### SET TASK
Emit only the lines from the line containing "Target: pointed leaf" through the last line of the entries, unchanged.

### DATA SECTION
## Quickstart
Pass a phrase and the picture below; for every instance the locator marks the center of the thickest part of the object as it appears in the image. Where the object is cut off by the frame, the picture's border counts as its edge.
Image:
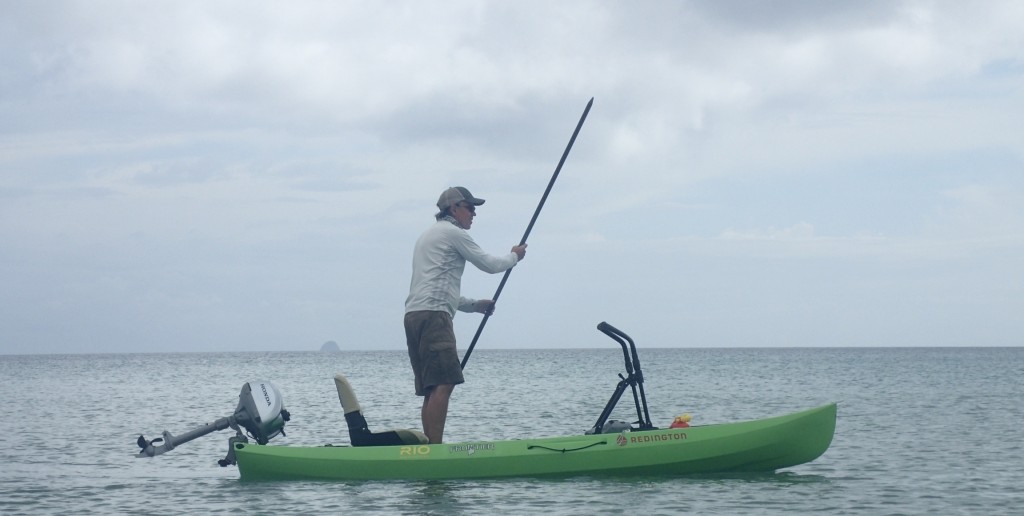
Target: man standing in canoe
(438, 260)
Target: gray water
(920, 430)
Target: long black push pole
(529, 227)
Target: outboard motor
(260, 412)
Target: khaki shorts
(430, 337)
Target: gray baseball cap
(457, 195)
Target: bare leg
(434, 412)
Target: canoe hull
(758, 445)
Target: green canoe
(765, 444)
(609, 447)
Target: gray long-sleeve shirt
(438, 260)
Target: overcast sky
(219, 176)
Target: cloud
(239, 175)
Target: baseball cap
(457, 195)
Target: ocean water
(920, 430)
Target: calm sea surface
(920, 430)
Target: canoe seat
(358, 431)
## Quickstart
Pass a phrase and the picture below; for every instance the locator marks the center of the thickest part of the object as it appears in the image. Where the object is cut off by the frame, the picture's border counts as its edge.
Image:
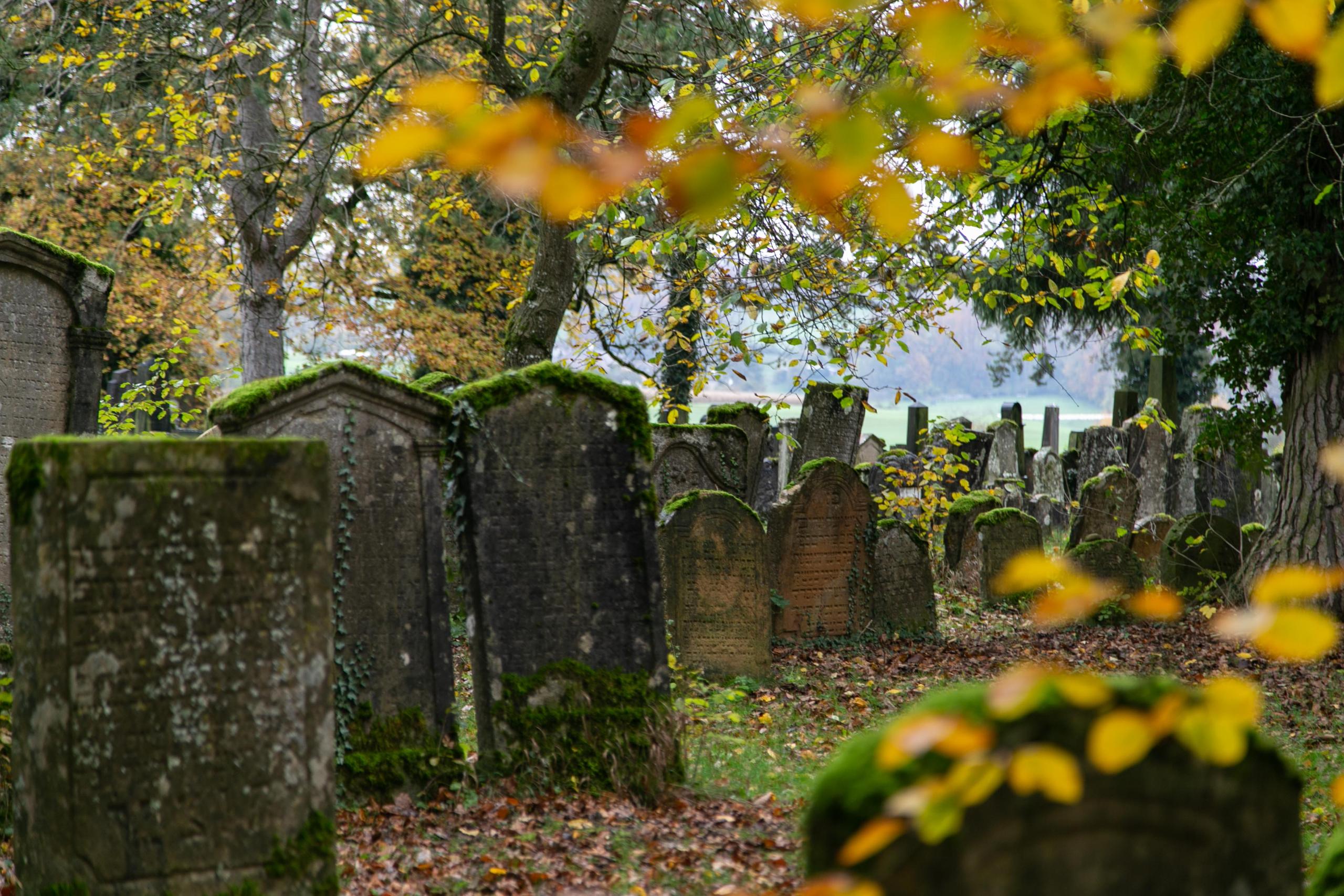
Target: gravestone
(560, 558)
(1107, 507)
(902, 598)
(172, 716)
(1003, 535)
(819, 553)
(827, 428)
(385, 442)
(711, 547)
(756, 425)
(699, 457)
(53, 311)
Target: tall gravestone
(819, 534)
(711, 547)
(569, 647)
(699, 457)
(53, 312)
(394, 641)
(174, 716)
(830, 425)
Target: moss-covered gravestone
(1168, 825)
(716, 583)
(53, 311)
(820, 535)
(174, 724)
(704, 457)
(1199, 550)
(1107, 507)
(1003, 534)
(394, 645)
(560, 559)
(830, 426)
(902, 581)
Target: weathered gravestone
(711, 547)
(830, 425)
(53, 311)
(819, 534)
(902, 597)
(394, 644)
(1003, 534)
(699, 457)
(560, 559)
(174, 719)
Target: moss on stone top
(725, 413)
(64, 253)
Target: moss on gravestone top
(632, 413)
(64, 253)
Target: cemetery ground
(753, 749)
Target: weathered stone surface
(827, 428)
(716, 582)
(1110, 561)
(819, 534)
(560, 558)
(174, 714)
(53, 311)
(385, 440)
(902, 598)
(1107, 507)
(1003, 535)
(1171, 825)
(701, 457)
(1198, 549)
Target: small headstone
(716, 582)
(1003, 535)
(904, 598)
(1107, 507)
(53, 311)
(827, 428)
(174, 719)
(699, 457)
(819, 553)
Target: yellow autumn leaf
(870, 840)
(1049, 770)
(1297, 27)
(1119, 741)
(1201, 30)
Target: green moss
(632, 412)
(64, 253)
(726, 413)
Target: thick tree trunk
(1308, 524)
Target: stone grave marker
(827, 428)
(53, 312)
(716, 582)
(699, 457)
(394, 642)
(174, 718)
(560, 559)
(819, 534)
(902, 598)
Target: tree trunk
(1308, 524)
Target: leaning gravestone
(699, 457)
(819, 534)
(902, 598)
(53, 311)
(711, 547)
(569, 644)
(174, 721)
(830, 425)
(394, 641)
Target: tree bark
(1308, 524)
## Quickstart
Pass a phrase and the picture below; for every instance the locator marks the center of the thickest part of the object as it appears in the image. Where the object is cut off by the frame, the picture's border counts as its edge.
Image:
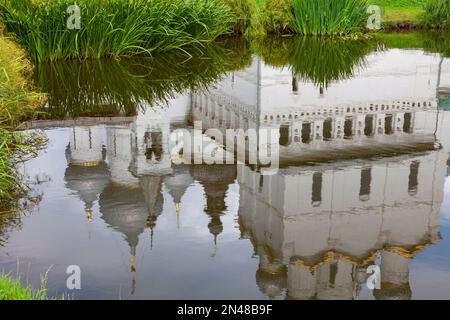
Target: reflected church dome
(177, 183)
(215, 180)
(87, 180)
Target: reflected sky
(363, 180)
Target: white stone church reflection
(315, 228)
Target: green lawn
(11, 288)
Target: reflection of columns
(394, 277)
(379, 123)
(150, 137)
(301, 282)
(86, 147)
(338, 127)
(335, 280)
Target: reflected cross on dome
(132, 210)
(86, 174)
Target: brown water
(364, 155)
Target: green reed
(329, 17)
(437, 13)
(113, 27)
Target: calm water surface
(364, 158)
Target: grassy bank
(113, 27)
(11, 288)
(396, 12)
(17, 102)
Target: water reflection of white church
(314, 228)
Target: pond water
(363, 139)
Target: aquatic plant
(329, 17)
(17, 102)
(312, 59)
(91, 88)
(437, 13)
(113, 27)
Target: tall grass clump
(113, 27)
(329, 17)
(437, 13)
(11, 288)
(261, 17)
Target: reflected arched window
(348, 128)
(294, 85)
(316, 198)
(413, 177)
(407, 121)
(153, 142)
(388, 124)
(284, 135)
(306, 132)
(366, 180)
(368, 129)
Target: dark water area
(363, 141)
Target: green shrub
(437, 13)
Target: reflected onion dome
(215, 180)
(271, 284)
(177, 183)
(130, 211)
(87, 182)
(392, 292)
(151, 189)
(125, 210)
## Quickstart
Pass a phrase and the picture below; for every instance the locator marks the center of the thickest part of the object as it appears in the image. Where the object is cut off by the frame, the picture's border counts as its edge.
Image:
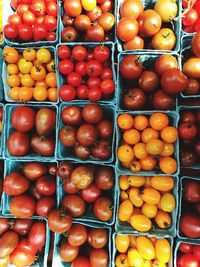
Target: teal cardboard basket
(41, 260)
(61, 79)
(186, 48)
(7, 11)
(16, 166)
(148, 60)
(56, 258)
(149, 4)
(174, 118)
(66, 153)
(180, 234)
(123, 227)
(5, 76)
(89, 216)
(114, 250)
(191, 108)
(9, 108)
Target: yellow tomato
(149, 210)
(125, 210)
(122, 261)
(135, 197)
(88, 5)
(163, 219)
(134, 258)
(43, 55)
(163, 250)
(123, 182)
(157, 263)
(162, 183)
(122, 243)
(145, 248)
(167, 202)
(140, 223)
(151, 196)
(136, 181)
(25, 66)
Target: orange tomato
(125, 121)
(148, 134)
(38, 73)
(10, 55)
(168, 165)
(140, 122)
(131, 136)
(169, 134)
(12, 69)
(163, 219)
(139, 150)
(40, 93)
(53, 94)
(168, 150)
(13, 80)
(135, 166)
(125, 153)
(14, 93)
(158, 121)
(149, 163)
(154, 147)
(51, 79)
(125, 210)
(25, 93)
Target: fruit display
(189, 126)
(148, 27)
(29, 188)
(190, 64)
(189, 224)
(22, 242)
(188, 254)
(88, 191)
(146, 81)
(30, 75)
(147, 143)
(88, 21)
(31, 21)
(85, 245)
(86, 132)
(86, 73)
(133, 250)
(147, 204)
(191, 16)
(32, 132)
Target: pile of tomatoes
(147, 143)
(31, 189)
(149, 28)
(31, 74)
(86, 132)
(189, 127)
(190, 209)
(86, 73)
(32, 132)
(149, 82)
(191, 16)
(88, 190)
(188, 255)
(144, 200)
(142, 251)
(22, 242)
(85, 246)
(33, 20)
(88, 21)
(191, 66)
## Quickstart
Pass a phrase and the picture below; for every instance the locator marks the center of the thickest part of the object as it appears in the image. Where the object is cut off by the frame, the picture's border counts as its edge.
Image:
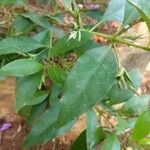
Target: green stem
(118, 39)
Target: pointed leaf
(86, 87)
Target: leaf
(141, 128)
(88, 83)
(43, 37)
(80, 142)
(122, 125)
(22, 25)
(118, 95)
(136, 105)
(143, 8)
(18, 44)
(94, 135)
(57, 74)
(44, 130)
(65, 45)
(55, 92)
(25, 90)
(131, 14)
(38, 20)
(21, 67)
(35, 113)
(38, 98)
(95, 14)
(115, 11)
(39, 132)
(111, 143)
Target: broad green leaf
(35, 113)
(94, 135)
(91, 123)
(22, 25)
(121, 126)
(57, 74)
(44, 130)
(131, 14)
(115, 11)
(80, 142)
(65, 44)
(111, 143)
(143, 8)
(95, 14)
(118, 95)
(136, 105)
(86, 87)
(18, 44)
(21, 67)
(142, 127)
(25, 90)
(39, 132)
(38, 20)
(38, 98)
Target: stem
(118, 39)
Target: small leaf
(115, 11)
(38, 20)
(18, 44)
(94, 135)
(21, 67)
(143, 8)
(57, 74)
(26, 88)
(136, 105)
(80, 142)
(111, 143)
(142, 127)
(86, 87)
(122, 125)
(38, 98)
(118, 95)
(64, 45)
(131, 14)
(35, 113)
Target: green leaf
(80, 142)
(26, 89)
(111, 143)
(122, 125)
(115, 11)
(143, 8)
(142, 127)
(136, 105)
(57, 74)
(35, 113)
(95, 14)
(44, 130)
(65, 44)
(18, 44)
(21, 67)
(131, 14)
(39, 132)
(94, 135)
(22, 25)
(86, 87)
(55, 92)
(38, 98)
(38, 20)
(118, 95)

### EXPECTED OUTPUT
Target: pointed leaf
(86, 87)
Target: leaf
(141, 128)
(88, 83)
(43, 37)
(80, 142)
(122, 125)
(22, 25)
(118, 95)
(136, 105)
(143, 8)
(18, 44)
(94, 135)
(57, 74)
(44, 130)
(65, 45)
(55, 92)
(25, 90)
(131, 14)
(38, 20)
(21, 67)
(35, 113)
(38, 98)
(95, 14)
(115, 11)
(39, 132)
(111, 143)
Target: broad green leaf
(35, 113)
(94, 135)
(91, 123)
(22, 25)
(121, 126)
(57, 74)
(44, 130)
(131, 14)
(115, 11)
(80, 142)
(65, 44)
(111, 143)
(143, 8)
(95, 14)
(118, 95)
(136, 105)
(86, 87)
(18, 44)
(21, 67)
(142, 127)
(25, 90)
(39, 132)
(38, 20)
(38, 98)
Target: stem
(118, 39)
Target: small leaf
(115, 11)
(38, 20)
(18, 44)
(94, 135)
(21, 67)
(143, 8)
(57, 74)
(26, 88)
(136, 105)
(80, 142)
(111, 143)
(142, 127)
(86, 87)
(122, 125)
(38, 98)
(118, 95)
(64, 45)
(131, 14)
(35, 113)
Target: green leaf
(80, 142)
(26, 89)
(111, 143)
(122, 125)
(115, 11)
(143, 8)
(142, 127)
(136, 105)
(57, 74)
(35, 113)
(95, 14)
(44, 130)
(65, 44)
(18, 44)
(21, 67)
(131, 14)
(39, 132)
(94, 135)
(22, 25)
(86, 87)
(55, 92)
(38, 98)
(38, 20)
(118, 95)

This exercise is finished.